Text passage:

Stonewall,
I am honestly moved by your video. So much to say there, and I know and feel it too. I was born in and grew up in Virginia, most likely not farther than an hour or at the most two away from you.
The greatest thing about this video is that the memorable things there are not necessarily the greatest finds, but the interesting, small moments. Or perhaps even the moments that happen so often that we forget to think about them...like putting on our boots.
So it got me thinking back on 20 years of detecting. And although this is your post, and if you'll allow me to, I feel moved to share a few memorable things here.
I started detecting when I was 13 years old. I saved up money in a metal Band-Aid tin from cutting grass until I could afford my first detector, which was a 1266-X that I kept for 18 of those 20 years.
At that age, metal detecting was a reason to have my homework done so that I could dig in the afternoons. So I sat on the bus and did my homework so I could go detect.
With no car or transportation, I walked everywhere, which meant that every patch of ground in my tiny little town I detected.

(Collection entries)
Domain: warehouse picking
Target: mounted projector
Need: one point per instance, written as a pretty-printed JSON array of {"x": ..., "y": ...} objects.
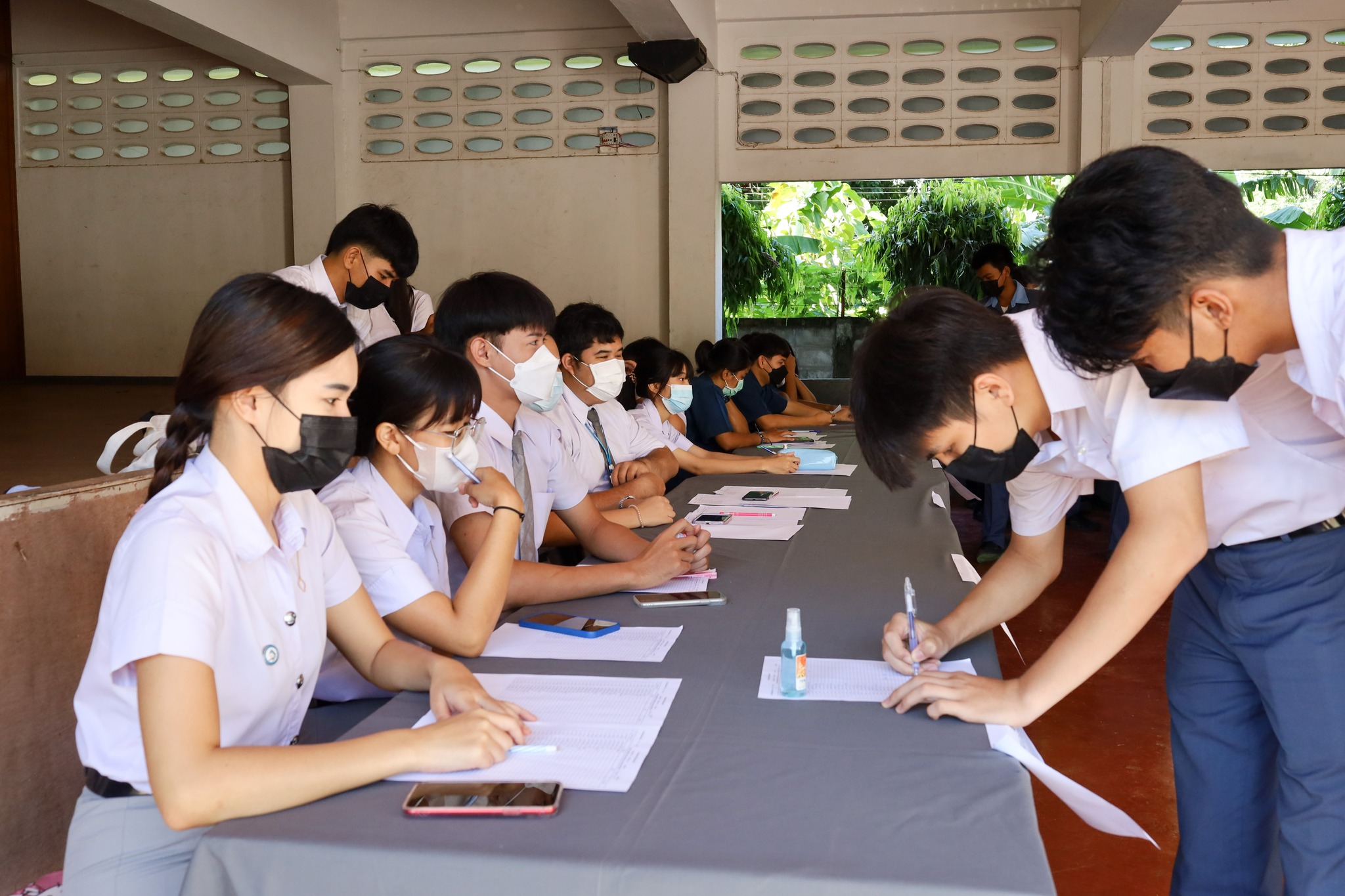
[{"x": 669, "y": 61}]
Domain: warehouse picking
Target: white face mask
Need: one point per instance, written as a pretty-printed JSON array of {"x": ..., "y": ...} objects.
[
  {"x": 436, "y": 471},
  {"x": 557, "y": 391},
  {"x": 533, "y": 379},
  {"x": 608, "y": 378}
]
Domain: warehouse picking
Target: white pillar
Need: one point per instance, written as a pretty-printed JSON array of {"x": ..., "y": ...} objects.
[{"x": 694, "y": 300}]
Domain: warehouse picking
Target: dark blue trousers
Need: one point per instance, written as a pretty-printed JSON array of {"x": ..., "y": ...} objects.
[{"x": 1256, "y": 691}]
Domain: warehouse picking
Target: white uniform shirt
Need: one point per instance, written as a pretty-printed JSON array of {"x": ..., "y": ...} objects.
[
  {"x": 1293, "y": 475},
  {"x": 556, "y": 484},
  {"x": 422, "y": 308},
  {"x": 625, "y": 438},
  {"x": 1317, "y": 304},
  {"x": 1109, "y": 429},
  {"x": 646, "y": 416},
  {"x": 197, "y": 575},
  {"x": 370, "y": 327},
  {"x": 400, "y": 554}
]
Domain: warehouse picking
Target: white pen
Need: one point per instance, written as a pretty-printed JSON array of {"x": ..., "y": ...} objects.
[{"x": 527, "y": 750}]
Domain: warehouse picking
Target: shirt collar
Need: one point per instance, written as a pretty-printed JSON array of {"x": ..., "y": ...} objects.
[
  {"x": 577, "y": 406},
  {"x": 403, "y": 521},
  {"x": 249, "y": 535},
  {"x": 1063, "y": 389},
  {"x": 498, "y": 429},
  {"x": 324, "y": 282}
]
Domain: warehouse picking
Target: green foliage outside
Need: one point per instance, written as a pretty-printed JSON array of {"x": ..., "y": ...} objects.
[{"x": 833, "y": 249}]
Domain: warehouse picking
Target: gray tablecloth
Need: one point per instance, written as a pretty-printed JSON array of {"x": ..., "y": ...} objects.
[{"x": 739, "y": 796}]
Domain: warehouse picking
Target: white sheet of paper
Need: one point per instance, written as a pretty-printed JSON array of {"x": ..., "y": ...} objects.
[
  {"x": 786, "y": 498},
  {"x": 770, "y": 532},
  {"x": 847, "y": 680},
  {"x": 604, "y": 729},
  {"x": 841, "y": 469},
  {"x": 872, "y": 680},
  {"x": 965, "y": 568},
  {"x": 630, "y": 645}
]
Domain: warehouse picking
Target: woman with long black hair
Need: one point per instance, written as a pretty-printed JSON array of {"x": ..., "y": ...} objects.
[{"x": 221, "y": 597}]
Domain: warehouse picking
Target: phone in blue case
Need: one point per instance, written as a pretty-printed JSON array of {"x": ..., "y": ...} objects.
[{"x": 564, "y": 624}]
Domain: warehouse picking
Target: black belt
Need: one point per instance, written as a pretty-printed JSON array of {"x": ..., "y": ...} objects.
[
  {"x": 1314, "y": 528},
  {"x": 105, "y": 786}
]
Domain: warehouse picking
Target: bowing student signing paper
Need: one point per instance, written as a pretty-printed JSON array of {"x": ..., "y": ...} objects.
[
  {"x": 603, "y": 730},
  {"x": 873, "y": 680}
]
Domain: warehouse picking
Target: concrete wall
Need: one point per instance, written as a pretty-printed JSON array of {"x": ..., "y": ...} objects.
[{"x": 118, "y": 261}]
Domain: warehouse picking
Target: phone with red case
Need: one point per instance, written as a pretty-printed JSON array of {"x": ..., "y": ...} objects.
[{"x": 483, "y": 798}]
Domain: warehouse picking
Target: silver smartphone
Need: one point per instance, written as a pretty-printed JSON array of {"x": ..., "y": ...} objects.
[{"x": 681, "y": 599}]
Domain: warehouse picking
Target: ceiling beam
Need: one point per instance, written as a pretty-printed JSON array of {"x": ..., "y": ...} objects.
[
  {"x": 296, "y": 42},
  {"x": 1119, "y": 27}
]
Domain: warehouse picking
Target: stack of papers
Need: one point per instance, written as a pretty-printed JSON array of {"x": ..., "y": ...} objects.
[
  {"x": 787, "y": 498},
  {"x": 628, "y": 645},
  {"x": 752, "y": 523},
  {"x": 873, "y": 680},
  {"x": 603, "y": 729}
]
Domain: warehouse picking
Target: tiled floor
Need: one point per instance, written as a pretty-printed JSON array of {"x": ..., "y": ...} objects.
[
  {"x": 1110, "y": 735},
  {"x": 55, "y": 431}
]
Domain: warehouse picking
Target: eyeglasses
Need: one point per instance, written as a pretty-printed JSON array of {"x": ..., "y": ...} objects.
[{"x": 472, "y": 427}]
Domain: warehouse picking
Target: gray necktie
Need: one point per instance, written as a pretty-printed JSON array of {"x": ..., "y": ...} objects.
[
  {"x": 526, "y": 540},
  {"x": 602, "y": 438}
]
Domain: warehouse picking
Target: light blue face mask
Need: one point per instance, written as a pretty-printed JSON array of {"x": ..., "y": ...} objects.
[
  {"x": 557, "y": 391},
  {"x": 680, "y": 400}
]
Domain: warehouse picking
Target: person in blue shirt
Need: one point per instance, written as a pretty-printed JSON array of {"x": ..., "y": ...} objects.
[
  {"x": 761, "y": 400},
  {"x": 1001, "y": 281},
  {"x": 713, "y": 422}
]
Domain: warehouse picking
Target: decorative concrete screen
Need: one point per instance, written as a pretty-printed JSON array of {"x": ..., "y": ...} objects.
[
  {"x": 132, "y": 112},
  {"x": 1243, "y": 81},
  {"x": 514, "y": 105},
  {"x": 899, "y": 91}
]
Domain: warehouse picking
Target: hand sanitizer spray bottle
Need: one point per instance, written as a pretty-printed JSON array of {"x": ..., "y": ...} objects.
[{"x": 794, "y": 657}]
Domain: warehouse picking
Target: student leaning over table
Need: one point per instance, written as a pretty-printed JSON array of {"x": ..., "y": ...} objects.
[
  {"x": 1155, "y": 261},
  {"x": 221, "y": 594},
  {"x": 417, "y": 408},
  {"x": 662, "y": 385},
  {"x": 499, "y": 322}
]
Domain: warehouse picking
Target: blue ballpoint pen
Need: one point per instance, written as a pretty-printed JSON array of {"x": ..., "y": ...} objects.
[{"x": 912, "y": 641}]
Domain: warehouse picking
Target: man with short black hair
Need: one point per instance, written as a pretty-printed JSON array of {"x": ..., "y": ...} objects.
[
  {"x": 369, "y": 249},
  {"x": 762, "y": 402},
  {"x": 1001, "y": 291},
  {"x": 623, "y": 467},
  {"x": 1155, "y": 263},
  {"x": 500, "y": 322}
]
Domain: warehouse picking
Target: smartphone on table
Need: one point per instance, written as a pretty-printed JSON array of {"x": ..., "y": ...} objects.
[
  {"x": 681, "y": 599},
  {"x": 485, "y": 798},
  {"x": 713, "y": 517},
  {"x": 565, "y": 624}
]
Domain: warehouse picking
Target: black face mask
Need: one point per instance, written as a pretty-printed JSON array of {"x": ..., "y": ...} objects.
[
  {"x": 1200, "y": 381},
  {"x": 992, "y": 468},
  {"x": 326, "y": 445},
  {"x": 369, "y": 295}
]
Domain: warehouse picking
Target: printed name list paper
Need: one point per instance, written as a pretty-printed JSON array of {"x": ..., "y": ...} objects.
[
  {"x": 604, "y": 729},
  {"x": 873, "y": 680},
  {"x": 628, "y": 645},
  {"x": 785, "y": 498}
]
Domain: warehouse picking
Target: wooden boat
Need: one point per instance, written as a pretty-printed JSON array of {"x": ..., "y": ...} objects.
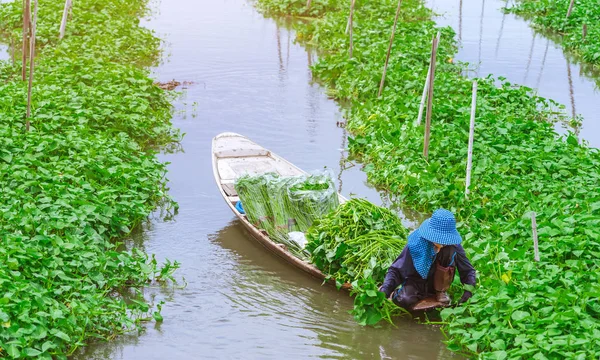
[{"x": 234, "y": 155}]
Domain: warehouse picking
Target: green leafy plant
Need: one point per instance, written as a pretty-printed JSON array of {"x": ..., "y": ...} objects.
[
  {"x": 85, "y": 175},
  {"x": 522, "y": 308},
  {"x": 551, "y": 16}
]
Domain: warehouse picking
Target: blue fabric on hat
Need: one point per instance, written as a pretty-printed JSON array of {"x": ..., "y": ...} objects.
[
  {"x": 441, "y": 228},
  {"x": 422, "y": 253}
]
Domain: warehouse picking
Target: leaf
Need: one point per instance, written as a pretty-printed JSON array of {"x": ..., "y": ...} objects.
[
  {"x": 62, "y": 335},
  {"x": 13, "y": 351},
  {"x": 48, "y": 345},
  {"x": 499, "y": 355},
  {"x": 7, "y": 157},
  {"x": 572, "y": 140},
  {"x": 519, "y": 315},
  {"x": 31, "y": 352},
  {"x": 157, "y": 316}
]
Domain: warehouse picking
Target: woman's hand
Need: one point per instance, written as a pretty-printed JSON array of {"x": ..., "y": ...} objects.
[{"x": 466, "y": 296}]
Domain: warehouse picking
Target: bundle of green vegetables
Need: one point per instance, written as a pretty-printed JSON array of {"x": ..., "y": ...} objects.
[
  {"x": 281, "y": 205},
  {"x": 253, "y": 192},
  {"x": 311, "y": 197},
  {"x": 356, "y": 244},
  {"x": 346, "y": 242}
]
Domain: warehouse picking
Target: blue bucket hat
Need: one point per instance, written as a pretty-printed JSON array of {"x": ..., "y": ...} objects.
[{"x": 440, "y": 228}]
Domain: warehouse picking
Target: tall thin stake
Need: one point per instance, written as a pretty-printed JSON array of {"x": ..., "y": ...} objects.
[
  {"x": 471, "y": 136},
  {"x": 31, "y": 62},
  {"x": 12, "y": 50},
  {"x": 63, "y": 23},
  {"x": 535, "y": 239},
  {"x": 426, "y": 87},
  {"x": 26, "y": 26},
  {"x": 387, "y": 57},
  {"x": 570, "y": 8},
  {"x": 430, "y": 99},
  {"x": 351, "y": 26}
]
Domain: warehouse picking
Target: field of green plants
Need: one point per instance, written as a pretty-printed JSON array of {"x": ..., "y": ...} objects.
[
  {"x": 521, "y": 309},
  {"x": 84, "y": 175},
  {"x": 551, "y": 15}
]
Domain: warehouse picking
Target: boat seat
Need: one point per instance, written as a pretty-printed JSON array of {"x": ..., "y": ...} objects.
[{"x": 238, "y": 147}]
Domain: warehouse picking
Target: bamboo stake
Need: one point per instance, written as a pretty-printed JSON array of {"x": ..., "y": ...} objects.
[
  {"x": 471, "y": 136},
  {"x": 535, "y": 238},
  {"x": 31, "y": 62},
  {"x": 387, "y": 57},
  {"x": 430, "y": 100},
  {"x": 424, "y": 95},
  {"x": 26, "y": 25},
  {"x": 63, "y": 23},
  {"x": 351, "y": 26},
  {"x": 570, "y": 8}
]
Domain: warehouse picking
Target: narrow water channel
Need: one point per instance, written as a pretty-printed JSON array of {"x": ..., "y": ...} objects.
[
  {"x": 241, "y": 302},
  {"x": 505, "y": 45}
]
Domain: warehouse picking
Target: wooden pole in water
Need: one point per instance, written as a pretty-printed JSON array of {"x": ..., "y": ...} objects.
[
  {"x": 351, "y": 26},
  {"x": 63, "y": 23},
  {"x": 535, "y": 238},
  {"x": 430, "y": 99},
  {"x": 471, "y": 137},
  {"x": 424, "y": 95},
  {"x": 31, "y": 62},
  {"x": 26, "y": 15},
  {"x": 387, "y": 57},
  {"x": 570, "y": 8}
]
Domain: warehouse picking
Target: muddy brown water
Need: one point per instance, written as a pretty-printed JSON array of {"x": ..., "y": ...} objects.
[
  {"x": 248, "y": 76},
  {"x": 505, "y": 45}
]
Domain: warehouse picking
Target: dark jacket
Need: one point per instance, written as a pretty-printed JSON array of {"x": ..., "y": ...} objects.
[{"x": 403, "y": 270}]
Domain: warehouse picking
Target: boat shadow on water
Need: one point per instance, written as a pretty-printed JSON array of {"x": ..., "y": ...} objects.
[{"x": 271, "y": 287}]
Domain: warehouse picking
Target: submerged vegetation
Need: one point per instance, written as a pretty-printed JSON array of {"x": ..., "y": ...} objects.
[
  {"x": 521, "y": 308},
  {"x": 356, "y": 244},
  {"x": 84, "y": 175},
  {"x": 579, "y": 31}
]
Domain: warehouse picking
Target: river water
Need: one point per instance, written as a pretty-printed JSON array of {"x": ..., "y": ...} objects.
[
  {"x": 505, "y": 45},
  {"x": 240, "y": 301},
  {"x": 248, "y": 76}
]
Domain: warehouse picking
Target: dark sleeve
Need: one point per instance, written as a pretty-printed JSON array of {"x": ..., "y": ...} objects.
[
  {"x": 393, "y": 278},
  {"x": 465, "y": 269}
]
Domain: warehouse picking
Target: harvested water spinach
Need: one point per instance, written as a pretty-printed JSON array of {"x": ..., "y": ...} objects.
[
  {"x": 84, "y": 175},
  {"x": 356, "y": 244}
]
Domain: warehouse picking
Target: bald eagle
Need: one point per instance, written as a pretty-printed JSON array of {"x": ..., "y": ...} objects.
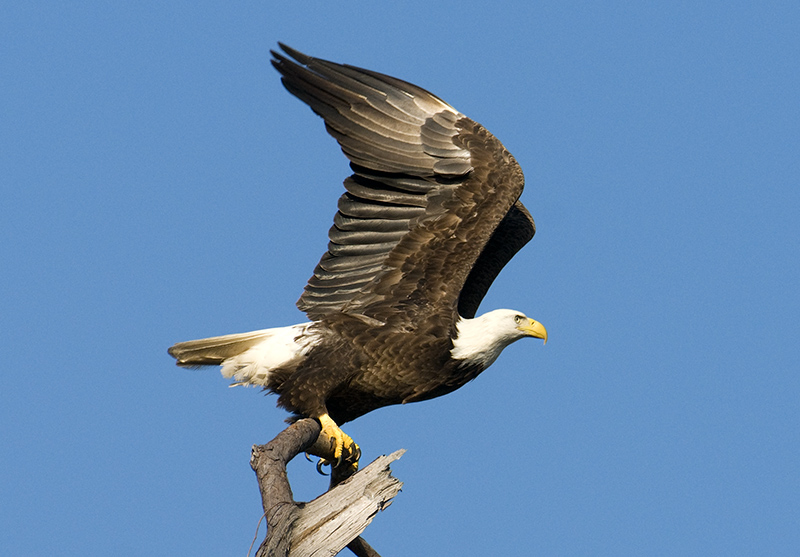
[{"x": 429, "y": 217}]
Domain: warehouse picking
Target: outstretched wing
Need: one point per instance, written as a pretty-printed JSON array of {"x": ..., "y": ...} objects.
[{"x": 430, "y": 188}]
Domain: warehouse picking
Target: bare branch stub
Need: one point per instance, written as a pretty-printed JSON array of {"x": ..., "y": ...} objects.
[{"x": 312, "y": 529}]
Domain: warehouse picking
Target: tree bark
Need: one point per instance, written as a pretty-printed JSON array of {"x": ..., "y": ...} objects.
[{"x": 324, "y": 526}]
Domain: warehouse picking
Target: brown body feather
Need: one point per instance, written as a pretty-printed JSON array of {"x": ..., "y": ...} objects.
[{"x": 428, "y": 219}]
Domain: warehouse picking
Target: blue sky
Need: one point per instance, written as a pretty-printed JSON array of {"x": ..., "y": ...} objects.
[{"x": 158, "y": 185}]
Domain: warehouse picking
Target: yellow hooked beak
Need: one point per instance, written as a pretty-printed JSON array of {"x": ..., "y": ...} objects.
[{"x": 534, "y": 329}]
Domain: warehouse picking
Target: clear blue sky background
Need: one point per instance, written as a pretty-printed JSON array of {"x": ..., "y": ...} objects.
[{"x": 158, "y": 185}]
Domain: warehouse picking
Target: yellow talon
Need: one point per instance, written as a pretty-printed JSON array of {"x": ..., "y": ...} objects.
[{"x": 343, "y": 446}]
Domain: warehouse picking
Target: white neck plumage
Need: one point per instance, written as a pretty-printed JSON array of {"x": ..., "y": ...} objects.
[{"x": 481, "y": 340}]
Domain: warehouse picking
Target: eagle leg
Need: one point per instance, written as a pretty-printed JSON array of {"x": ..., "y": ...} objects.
[{"x": 339, "y": 447}]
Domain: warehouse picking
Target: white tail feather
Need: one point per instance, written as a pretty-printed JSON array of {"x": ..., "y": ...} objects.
[{"x": 248, "y": 358}]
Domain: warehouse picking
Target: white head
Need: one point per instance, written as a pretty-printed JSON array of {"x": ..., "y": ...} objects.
[{"x": 481, "y": 340}]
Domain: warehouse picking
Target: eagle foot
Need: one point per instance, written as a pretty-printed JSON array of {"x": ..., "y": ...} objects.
[{"x": 335, "y": 447}]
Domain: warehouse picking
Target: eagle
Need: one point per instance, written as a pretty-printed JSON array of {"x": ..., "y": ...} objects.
[{"x": 429, "y": 217}]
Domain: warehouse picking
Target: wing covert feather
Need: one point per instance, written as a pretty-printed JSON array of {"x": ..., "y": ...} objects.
[{"x": 430, "y": 190}]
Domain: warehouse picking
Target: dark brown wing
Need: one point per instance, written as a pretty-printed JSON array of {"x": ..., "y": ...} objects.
[
  {"x": 514, "y": 231},
  {"x": 429, "y": 188}
]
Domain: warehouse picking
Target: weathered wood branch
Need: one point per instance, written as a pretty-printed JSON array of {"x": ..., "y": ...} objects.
[{"x": 324, "y": 526}]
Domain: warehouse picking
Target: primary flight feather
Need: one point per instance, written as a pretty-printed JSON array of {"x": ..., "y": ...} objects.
[{"x": 429, "y": 217}]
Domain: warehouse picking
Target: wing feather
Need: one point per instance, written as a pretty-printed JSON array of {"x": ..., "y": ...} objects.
[{"x": 432, "y": 194}]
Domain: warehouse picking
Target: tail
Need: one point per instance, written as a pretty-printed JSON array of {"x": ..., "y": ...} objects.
[
  {"x": 215, "y": 350},
  {"x": 249, "y": 358}
]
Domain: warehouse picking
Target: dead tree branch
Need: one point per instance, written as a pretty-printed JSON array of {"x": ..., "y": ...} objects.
[{"x": 324, "y": 526}]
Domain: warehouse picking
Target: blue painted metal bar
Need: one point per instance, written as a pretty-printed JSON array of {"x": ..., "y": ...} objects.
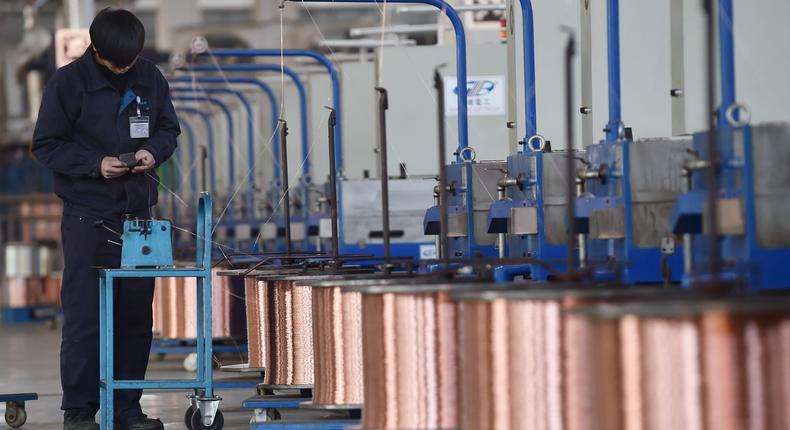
[
  {"x": 213, "y": 67},
  {"x": 266, "y": 88},
  {"x": 229, "y": 117},
  {"x": 250, "y": 137},
  {"x": 460, "y": 46},
  {"x": 613, "y": 61},
  {"x": 320, "y": 58},
  {"x": 726, "y": 60},
  {"x": 209, "y": 142},
  {"x": 190, "y": 135},
  {"x": 530, "y": 97}
]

Given instruction:
Quote the metal detecting post word for word, from "The greatest thing" up to and including "those 20 years.". The listing is separate from the metal detecting post and stands on its own.

Task result:
The greatest thing about this video is that the memorable things there are not necessarily the greatest finds, but the interesting, small moments. Or perhaps even the moments that happen so often that we forget to think about them...like putting on our boots.
So it got me thinking back on 20 years of detecting. And although this is your post, and if you'll allow me to, I feel moved to share a few memorable things here.
I started detecting when I was 13 years old. I saved up money in a metal Band-Aid tin from cutting grass until I could afford my first detector, which was a 1266-X that I kept for 18 of those 20 years.